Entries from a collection
▽

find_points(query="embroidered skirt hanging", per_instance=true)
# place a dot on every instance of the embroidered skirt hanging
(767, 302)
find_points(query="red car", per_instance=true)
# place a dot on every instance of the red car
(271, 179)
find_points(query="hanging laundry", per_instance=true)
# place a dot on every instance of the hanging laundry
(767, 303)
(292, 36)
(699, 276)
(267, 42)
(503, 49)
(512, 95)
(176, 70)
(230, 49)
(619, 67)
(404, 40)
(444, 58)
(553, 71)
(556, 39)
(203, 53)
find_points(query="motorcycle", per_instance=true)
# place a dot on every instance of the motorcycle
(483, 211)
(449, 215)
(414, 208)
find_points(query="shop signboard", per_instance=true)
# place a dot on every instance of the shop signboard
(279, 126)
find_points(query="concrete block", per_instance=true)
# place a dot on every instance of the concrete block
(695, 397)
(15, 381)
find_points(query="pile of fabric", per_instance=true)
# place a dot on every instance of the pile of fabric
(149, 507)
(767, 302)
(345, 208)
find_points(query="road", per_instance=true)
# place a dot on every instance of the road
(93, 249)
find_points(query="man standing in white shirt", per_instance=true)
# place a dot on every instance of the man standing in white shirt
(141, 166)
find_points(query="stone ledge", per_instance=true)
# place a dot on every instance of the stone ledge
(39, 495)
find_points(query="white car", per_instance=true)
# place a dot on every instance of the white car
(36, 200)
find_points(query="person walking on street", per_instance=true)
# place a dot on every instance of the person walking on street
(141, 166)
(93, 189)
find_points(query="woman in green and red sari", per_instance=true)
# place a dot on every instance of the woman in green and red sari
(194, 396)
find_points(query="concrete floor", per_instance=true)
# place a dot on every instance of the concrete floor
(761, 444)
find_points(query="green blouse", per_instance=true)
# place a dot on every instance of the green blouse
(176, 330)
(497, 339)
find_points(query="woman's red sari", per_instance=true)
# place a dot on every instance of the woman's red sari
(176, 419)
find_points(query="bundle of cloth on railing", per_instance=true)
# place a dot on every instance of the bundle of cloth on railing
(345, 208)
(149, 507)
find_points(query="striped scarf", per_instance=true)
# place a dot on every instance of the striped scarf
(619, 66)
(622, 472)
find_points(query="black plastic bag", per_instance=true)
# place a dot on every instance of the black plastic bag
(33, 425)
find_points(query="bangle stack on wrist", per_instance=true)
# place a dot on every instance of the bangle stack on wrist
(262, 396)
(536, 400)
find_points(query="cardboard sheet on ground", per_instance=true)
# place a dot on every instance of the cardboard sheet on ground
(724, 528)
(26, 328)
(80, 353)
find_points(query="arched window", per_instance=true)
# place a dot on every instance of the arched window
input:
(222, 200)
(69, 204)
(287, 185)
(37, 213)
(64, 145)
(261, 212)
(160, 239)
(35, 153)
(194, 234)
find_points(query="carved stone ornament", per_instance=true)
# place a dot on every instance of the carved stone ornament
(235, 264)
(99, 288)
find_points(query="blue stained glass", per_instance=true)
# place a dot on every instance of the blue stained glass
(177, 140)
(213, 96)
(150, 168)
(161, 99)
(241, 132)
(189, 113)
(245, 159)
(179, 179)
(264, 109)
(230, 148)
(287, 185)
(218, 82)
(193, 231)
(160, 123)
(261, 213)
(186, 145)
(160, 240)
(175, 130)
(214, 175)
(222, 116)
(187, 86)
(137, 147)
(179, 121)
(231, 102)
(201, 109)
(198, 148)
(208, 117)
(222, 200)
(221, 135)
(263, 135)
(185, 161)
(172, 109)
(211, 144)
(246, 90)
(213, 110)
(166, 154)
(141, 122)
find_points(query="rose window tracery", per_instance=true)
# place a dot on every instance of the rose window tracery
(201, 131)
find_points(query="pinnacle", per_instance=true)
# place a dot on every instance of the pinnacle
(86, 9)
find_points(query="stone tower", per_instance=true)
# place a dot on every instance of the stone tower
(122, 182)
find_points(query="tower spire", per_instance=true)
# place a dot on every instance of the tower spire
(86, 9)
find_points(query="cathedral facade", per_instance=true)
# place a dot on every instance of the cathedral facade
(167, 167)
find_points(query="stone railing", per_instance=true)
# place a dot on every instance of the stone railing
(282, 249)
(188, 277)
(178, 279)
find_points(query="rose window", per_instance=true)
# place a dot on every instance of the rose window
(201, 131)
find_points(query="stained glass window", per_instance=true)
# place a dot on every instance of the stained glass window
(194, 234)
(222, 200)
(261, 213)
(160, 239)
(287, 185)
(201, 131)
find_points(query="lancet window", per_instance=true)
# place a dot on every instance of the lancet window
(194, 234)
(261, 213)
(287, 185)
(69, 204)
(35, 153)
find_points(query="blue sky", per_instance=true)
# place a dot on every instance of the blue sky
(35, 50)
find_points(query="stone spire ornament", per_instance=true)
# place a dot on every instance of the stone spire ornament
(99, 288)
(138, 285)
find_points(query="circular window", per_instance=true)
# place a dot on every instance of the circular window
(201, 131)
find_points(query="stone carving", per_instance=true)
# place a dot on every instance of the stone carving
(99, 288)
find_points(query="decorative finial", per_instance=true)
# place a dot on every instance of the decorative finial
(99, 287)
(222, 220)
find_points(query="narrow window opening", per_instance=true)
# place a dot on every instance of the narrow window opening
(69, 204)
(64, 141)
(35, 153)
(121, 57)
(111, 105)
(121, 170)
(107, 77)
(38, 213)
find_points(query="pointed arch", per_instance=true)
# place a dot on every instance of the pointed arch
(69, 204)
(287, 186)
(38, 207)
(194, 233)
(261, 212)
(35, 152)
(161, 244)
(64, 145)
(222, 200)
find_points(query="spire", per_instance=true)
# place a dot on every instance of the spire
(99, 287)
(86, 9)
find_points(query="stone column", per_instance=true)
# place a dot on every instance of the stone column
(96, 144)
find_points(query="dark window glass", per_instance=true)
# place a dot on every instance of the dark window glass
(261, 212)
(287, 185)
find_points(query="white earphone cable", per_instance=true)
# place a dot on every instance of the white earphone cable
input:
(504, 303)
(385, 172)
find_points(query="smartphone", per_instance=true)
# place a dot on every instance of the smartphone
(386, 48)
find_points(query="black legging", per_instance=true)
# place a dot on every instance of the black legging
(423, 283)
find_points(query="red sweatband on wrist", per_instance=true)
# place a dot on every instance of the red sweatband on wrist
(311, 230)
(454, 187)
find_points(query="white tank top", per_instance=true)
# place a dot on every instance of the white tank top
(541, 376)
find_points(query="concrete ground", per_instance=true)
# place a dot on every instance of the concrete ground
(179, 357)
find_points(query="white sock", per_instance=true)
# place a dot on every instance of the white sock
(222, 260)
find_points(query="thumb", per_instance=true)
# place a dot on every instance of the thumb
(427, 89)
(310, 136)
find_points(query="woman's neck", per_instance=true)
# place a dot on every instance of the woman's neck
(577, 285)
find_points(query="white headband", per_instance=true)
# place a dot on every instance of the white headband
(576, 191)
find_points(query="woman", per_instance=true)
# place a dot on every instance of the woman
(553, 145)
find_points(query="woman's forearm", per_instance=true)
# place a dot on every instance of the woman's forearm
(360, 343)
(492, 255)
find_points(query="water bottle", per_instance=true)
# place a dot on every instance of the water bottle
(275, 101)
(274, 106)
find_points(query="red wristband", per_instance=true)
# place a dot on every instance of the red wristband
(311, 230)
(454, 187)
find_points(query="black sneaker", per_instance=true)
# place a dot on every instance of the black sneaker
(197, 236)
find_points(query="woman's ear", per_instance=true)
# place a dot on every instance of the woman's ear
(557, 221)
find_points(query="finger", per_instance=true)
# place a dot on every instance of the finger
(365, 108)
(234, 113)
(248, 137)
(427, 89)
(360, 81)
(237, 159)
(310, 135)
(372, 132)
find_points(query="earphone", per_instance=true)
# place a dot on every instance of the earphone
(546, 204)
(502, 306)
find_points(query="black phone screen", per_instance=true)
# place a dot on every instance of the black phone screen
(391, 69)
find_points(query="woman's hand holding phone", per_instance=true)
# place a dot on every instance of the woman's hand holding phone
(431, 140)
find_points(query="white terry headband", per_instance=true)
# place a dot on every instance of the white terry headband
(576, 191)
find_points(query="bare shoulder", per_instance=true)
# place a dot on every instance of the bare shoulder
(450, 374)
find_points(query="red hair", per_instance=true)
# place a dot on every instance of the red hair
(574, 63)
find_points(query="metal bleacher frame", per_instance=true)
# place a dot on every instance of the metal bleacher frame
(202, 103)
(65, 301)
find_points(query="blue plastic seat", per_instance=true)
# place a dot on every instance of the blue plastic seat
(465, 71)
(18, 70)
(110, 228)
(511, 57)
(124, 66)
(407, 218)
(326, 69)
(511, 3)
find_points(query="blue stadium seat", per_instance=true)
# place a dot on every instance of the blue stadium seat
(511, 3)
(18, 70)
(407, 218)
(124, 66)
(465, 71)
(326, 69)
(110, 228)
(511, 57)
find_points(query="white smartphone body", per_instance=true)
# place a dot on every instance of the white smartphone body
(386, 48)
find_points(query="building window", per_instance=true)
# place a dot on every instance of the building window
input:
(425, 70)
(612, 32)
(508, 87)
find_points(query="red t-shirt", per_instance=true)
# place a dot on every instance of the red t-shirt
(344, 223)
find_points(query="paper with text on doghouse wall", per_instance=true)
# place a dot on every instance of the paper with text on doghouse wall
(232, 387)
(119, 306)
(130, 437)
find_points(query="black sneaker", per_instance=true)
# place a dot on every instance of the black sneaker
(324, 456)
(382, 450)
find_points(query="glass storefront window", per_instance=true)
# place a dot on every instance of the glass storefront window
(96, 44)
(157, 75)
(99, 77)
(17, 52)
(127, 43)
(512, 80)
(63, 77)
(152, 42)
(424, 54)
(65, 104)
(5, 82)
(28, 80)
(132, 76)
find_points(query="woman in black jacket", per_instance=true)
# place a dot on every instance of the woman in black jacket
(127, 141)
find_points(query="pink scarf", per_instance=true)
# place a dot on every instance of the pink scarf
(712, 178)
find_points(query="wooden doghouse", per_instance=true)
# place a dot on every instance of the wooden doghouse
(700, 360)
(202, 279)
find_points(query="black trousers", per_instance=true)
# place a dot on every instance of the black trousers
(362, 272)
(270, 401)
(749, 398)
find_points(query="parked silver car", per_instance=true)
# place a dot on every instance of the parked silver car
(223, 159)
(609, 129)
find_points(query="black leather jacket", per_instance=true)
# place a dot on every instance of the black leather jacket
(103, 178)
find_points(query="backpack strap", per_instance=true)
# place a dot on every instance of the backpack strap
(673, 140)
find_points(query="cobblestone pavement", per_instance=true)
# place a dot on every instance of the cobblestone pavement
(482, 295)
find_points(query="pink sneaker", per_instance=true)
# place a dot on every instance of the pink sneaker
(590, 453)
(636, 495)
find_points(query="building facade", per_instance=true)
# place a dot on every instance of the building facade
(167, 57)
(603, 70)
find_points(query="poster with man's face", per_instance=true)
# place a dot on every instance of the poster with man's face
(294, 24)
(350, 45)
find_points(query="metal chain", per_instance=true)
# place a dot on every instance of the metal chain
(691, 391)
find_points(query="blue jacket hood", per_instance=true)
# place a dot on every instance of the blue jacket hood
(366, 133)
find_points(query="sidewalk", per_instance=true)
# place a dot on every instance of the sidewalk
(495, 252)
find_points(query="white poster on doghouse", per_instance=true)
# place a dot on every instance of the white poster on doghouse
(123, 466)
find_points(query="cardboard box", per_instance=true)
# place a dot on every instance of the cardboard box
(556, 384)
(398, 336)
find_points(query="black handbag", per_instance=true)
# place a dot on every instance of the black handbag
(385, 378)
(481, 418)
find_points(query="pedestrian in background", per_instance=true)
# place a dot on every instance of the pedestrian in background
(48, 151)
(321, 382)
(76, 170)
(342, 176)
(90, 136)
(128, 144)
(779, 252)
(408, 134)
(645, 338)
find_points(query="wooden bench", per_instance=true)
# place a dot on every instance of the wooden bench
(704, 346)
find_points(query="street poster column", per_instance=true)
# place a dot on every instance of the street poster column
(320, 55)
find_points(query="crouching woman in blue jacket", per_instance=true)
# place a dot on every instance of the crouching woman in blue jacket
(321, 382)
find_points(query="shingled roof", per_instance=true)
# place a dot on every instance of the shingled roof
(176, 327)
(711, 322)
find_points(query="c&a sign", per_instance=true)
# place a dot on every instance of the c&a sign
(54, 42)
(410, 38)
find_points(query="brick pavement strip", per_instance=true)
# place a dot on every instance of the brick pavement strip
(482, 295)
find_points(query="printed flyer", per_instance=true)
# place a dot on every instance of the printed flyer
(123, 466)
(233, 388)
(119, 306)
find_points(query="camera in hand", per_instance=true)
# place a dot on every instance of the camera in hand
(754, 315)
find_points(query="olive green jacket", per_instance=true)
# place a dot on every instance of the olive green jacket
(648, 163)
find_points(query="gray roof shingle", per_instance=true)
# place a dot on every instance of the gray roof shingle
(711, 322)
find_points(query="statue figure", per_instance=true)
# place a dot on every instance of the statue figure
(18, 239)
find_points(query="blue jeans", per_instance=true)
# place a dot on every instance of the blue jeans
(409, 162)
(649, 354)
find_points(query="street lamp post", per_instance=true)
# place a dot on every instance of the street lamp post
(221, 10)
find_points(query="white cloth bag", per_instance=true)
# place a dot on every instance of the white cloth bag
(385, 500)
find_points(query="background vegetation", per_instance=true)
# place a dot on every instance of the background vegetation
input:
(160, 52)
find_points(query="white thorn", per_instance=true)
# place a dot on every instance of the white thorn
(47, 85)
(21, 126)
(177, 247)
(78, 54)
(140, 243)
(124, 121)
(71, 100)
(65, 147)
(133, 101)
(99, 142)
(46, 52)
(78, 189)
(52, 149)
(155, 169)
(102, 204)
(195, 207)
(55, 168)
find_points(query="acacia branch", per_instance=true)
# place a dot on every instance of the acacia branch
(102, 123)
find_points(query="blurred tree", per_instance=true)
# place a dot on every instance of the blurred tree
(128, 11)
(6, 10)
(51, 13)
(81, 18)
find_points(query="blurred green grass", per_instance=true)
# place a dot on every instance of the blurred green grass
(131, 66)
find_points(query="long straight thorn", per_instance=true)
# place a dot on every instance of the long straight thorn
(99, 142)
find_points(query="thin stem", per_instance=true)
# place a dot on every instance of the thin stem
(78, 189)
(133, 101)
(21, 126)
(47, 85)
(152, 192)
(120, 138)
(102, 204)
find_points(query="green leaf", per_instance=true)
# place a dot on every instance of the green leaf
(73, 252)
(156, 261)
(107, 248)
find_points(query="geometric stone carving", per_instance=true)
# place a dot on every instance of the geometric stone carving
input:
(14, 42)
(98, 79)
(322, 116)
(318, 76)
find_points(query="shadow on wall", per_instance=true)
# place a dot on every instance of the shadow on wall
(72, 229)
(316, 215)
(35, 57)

△

▶ [Work to complete]
Select every line of the data above that contains the word "bangle" and copy those lines out.

▶ [Answer to this exercise]
find_points(query="bangle stack on wrist", per_instance=true)
# place a dot on every instance of the bangle stack on wrist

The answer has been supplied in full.